§ Set task: Transcribe each of the entries below word for word, keeping every character, space, and line break unchanged.

§ Working data:
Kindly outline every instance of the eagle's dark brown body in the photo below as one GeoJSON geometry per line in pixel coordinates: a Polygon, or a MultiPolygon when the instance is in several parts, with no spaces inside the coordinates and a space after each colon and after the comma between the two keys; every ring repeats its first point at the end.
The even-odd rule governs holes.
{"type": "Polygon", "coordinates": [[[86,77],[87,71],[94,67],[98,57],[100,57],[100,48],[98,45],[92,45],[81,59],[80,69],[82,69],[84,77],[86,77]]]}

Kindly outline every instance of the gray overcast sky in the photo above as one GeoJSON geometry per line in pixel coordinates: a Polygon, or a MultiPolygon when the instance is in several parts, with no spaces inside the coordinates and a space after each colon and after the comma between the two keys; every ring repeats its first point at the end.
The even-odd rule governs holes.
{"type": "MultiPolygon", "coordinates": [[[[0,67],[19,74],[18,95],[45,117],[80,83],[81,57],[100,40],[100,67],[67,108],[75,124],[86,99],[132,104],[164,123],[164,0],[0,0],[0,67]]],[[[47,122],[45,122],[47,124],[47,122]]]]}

§ Answer to this exercise:
Kindly outline every instance of the eagle's dark brown body in the photo below as one GeoJSON geometry per line in pixel coordinates: a Polygon, or a MultiPolygon when the instance is in several parts, with no spaces inside the coordinates and a space after each colon and after the comma between the two keys; every ring repeats its first point at the end.
The even-odd rule governs holes.
{"type": "Polygon", "coordinates": [[[86,77],[87,71],[94,67],[98,57],[100,57],[100,48],[98,45],[92,45],[81,59],[80,69],[82,69],[84,77],[86,77]]]}

Kindly outline every instance of the gray overcast sky in the photo above as one GeoJSON geometry per line in pixel coordinates: a Polygon, or a MultiPolygon when the instance is in several parts, with no spaces inside the coordinates and a space after each colon and after the comma between the two keys; every ring repeats its first point at the end.
The even-odd rule governs holes.
{"type": "MultiPolygon", "coordinates": [[[[0,67],[19,74],[18,95],[45,117],[80,83],[81,57],[100,40],[100,67],[67,108],[75,124],[86,99],[132,104],[164,123],[164,0],[0,0],[0,67]]],[[[47,122],[45,122],[47,124],[47,122]]]]}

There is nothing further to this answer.